Bill Gates and BASIC Easter Eggs

I found this article on comp.sys.apple2. What do you think?


Nice article! It’s from 2008, so has had time to accumulate some choice comments - see below. For interest, it has a family tree of some of Microsoft’s Basic offerings for various machines:


I see Gates himself (apparently) commented in 2010 and confirmed

I put the WAIT command in.

Also in the comments we see this anecdote:

Having spent a lot of time using Altair BASIC, it was pretty clear to me that CompuColor had either licensed or simply copied it for their own use.

One day, believe it or not, Bill Gates himself walked in to the store! I happened to show him the CompuColor and he was quite intrigued. In fact, he restarted it and when the interpreter asked “Memory Size?” on startup, he entered a magic key sequence (I think it was Control-A) and the system printed out something like “Written by Paul Allen, Bill Gates, and Monte Davidoff.”

followed by this claim by Lorin Thwaits:

@Jeff Barr — you witnessed a formative piece of history! After Bill Gates realized the CompuColor was running code derived from ALTAIR BASIC, from there he tracked down Greg Whitten, who had re-vamped the code for the CompuColor. Instead of suing them, he felt that the enhancements were significant enough that he just wanted the rights to use it. So that became the basis of GW-BASIC in DOS. For years people had thought it stood for “Gee Whiz” basic, but really it was Greg Whitten’s version of BASIC.

» WORK INSTRUCTION 1:
In the BASIC Easter eggs discussion, what does the comment from Lorin Thwaits say the "GW" in GW-BASIC really stood for?
» WORK INSTRUCTION 2:
List the names that the BASIC Easter eggs discussion says the CompuColor printed out after the magic key sequence.
» WORK INSTRUCTION 3:
Continue the BASIC Easter eggs discussion from its final sentence.

» DATASET EXCERPTS:
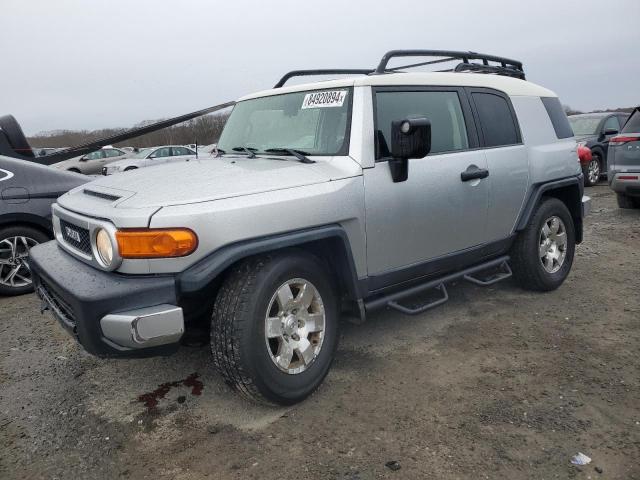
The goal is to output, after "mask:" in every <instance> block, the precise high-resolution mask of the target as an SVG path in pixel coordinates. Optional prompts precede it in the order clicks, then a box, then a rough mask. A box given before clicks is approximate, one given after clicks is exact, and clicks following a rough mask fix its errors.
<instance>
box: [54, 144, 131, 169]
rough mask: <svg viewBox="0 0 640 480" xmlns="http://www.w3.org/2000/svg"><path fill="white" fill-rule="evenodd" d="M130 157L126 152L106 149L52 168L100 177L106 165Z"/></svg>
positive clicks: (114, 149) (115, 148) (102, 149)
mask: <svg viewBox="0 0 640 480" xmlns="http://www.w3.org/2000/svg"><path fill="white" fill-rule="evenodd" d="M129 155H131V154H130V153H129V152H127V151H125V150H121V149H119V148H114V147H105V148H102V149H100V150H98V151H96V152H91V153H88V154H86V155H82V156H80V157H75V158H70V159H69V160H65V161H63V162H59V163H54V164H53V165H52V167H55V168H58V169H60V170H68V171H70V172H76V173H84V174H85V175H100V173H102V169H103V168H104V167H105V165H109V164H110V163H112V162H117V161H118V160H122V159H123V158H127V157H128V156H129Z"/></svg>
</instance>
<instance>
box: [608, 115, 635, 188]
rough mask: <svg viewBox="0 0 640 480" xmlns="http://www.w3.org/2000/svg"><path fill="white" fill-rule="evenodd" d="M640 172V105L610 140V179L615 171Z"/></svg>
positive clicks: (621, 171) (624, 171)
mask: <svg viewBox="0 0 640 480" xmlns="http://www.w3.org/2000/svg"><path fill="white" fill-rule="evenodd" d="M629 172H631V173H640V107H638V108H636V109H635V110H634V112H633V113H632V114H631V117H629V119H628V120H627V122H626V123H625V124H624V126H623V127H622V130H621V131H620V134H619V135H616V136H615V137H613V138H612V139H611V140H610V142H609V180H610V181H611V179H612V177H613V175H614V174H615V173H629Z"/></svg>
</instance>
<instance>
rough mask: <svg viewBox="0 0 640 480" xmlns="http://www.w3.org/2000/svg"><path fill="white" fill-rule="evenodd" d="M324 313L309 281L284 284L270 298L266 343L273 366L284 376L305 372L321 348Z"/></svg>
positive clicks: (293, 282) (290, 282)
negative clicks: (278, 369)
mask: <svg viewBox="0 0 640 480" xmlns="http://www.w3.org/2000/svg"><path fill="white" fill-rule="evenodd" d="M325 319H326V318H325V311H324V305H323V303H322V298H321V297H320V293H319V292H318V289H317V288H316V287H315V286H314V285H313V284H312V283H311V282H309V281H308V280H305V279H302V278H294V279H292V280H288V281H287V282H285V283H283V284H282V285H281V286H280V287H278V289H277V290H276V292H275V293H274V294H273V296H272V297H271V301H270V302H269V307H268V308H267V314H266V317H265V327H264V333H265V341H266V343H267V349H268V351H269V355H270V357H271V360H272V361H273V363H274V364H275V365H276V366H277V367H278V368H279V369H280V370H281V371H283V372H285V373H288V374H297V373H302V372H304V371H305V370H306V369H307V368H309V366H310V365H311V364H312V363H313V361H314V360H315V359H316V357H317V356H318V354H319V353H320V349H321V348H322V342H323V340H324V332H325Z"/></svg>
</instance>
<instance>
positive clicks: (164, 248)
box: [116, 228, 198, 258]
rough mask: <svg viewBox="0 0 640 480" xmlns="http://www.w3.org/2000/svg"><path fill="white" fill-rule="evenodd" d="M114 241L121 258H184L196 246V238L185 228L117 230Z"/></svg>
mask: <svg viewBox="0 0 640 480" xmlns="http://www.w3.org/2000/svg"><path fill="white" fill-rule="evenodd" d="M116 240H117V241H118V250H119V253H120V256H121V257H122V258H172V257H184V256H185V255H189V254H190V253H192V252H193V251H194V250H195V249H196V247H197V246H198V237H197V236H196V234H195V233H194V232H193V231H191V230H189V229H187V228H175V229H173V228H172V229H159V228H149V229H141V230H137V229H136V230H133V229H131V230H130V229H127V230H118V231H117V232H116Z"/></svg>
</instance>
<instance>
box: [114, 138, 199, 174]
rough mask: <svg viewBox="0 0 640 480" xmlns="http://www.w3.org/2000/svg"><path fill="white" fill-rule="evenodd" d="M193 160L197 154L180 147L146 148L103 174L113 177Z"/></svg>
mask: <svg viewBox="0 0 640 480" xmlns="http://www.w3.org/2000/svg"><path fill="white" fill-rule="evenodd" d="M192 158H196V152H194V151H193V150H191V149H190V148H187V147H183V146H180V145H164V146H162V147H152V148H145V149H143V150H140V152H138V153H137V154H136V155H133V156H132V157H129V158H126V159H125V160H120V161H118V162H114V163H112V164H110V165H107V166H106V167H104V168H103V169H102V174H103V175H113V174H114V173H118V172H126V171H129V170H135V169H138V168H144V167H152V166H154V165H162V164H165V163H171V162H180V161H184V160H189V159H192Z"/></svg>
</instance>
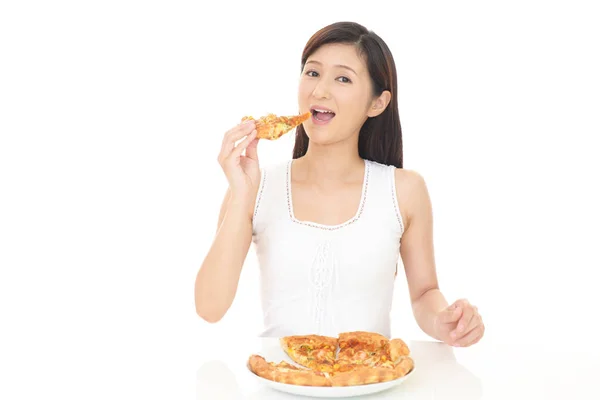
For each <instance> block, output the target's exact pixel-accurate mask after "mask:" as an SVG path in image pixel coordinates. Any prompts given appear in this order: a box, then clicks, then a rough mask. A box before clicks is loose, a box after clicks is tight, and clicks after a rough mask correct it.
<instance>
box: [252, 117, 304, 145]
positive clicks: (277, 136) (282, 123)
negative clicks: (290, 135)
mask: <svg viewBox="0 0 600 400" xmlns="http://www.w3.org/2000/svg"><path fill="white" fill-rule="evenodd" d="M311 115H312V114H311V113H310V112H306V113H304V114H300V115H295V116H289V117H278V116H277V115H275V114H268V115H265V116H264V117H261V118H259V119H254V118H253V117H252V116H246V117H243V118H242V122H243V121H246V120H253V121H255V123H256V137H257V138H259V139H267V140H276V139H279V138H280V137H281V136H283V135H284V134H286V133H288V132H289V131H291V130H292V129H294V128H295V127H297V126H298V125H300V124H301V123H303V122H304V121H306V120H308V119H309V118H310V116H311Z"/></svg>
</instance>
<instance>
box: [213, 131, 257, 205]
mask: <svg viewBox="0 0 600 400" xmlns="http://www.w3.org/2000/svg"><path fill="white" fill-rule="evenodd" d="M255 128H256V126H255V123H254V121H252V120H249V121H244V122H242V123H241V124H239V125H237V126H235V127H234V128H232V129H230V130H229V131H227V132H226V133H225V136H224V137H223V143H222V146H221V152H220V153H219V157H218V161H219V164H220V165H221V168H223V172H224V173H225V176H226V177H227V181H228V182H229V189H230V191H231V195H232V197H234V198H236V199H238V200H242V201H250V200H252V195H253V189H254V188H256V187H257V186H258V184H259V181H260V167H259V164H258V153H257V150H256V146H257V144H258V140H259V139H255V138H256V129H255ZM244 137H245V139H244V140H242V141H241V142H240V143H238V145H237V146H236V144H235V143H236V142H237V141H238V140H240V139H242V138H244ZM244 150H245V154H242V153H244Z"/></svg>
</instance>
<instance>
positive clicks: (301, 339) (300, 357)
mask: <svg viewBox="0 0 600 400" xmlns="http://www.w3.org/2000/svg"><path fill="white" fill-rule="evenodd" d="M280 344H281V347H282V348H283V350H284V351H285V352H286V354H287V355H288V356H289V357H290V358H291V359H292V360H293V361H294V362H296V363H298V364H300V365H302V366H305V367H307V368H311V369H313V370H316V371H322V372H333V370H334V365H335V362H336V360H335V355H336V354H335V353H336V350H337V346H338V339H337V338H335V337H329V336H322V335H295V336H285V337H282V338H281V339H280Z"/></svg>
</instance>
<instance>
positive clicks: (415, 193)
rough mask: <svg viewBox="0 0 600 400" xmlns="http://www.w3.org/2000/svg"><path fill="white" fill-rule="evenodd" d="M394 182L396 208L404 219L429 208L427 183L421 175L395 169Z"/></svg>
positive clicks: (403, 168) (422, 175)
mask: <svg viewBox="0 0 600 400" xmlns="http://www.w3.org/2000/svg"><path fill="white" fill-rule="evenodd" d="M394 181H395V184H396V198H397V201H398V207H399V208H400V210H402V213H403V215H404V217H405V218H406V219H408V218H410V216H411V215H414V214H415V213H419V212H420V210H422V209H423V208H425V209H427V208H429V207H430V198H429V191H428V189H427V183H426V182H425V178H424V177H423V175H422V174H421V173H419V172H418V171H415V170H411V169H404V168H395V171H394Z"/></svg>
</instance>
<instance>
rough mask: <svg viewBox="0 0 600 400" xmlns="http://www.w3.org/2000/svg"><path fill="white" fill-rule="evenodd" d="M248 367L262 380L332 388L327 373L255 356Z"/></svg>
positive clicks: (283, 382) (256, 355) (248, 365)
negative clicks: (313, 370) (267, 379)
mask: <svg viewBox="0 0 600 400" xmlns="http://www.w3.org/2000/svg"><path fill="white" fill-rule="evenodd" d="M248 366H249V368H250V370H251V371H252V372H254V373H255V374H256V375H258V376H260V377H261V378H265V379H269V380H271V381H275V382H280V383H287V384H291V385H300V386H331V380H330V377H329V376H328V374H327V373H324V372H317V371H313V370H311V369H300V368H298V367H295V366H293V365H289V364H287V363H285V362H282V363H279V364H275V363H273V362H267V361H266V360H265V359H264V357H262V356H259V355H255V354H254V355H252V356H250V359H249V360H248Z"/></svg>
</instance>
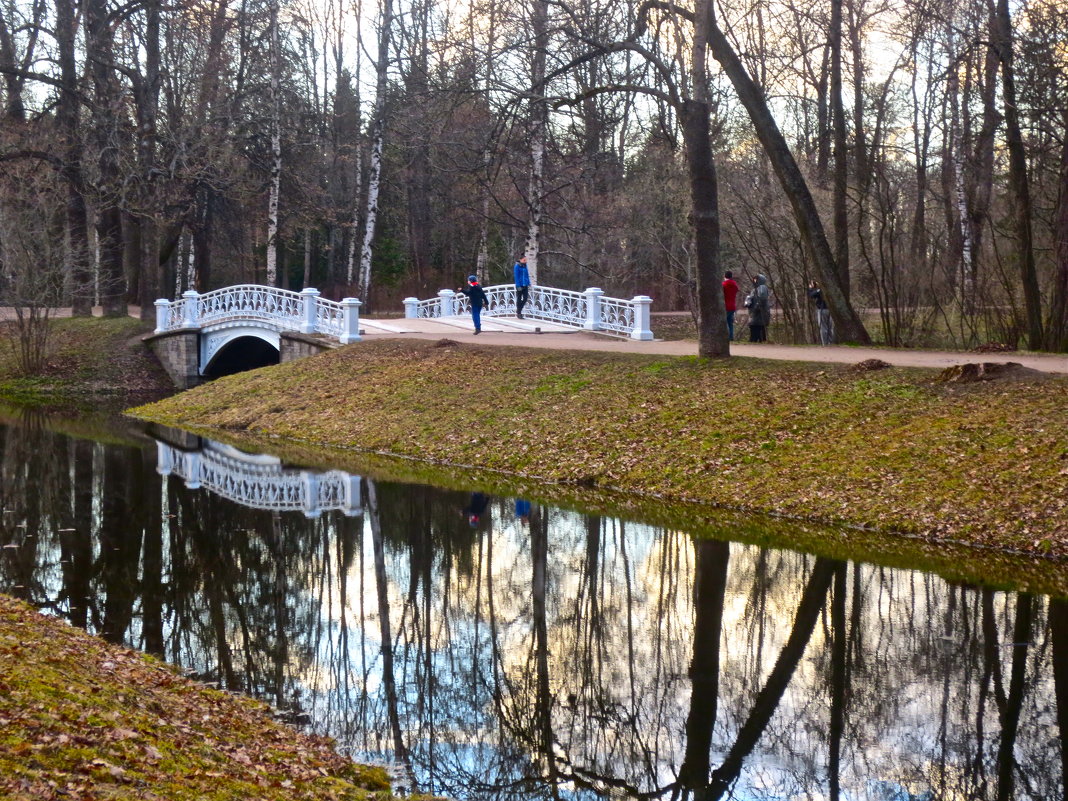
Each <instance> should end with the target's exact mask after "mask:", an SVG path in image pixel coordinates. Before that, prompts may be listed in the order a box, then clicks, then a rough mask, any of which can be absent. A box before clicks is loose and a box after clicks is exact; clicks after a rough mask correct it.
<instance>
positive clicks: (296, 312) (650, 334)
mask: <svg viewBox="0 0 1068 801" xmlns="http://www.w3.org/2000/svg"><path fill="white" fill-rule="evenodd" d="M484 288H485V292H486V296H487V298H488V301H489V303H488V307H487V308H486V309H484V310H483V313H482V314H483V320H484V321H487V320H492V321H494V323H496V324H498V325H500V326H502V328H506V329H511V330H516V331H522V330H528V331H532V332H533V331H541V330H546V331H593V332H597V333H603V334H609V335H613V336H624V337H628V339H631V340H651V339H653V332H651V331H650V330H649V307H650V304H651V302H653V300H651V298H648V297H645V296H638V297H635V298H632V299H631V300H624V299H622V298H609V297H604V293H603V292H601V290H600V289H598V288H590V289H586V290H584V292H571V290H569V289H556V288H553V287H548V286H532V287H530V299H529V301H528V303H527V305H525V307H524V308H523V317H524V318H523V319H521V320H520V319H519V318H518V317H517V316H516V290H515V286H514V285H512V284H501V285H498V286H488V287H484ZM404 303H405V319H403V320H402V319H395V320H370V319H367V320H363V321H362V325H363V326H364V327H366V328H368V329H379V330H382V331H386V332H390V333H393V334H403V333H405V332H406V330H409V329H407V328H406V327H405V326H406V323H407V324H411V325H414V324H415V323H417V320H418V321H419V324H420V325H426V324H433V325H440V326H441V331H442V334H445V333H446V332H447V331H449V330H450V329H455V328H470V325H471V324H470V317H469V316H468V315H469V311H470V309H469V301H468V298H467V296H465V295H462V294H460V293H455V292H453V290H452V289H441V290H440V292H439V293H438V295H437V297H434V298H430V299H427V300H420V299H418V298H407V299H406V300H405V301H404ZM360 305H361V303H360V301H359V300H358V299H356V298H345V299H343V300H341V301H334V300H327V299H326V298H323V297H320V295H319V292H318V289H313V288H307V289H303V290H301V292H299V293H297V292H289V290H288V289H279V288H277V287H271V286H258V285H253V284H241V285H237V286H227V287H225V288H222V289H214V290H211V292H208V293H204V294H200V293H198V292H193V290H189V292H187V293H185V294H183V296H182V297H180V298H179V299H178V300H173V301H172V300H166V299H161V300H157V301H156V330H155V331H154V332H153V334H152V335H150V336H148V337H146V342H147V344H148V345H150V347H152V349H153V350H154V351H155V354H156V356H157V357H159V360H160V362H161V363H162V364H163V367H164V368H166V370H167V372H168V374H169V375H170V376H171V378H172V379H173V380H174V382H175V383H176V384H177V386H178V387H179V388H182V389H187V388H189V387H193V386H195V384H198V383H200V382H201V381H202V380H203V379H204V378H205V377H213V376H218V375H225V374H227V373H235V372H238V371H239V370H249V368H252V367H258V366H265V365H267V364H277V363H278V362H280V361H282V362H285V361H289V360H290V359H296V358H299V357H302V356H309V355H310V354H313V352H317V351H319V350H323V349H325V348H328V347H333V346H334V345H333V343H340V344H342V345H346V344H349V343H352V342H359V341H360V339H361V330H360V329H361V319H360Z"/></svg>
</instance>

» ANSWER BOX 1:
Greg Whitten

» ANSWER BOX 2:
Paul Allen, Bill Gates, Monte Davidoff

» ANSWER BOX 3:
A commentator John Feagans seems to know something about the garbage collection bug:

The temporary string/garbage collection design became a big deal at Commodore when an 8k PET could become unresponsive for up to 30 seconds. Commodore paid Microsoft $500 for Bill Gates to spend the day with me and work out an algorithm which I implemented successfully. Bill had just gotten his purple Porshe and we went out to lunch at Shakeys’s pizza! We met in the first Microsoft Bellevue, Washington headquarters.

Also on Microsoft Basic, nearby on Michael Steil’s pagetable site:
Create your own Version of Microsoft BASIC for 6502 (HN discussion here)
Microsoft BASIC for 6502 – Original Source Code (1978) (HN discussion here)


The GW BASIC note is interesting (and was new to me).
I always thought that the new features deviated a bit in style from the more traditional flowers if MS BASIC – and this may provide a reson for this.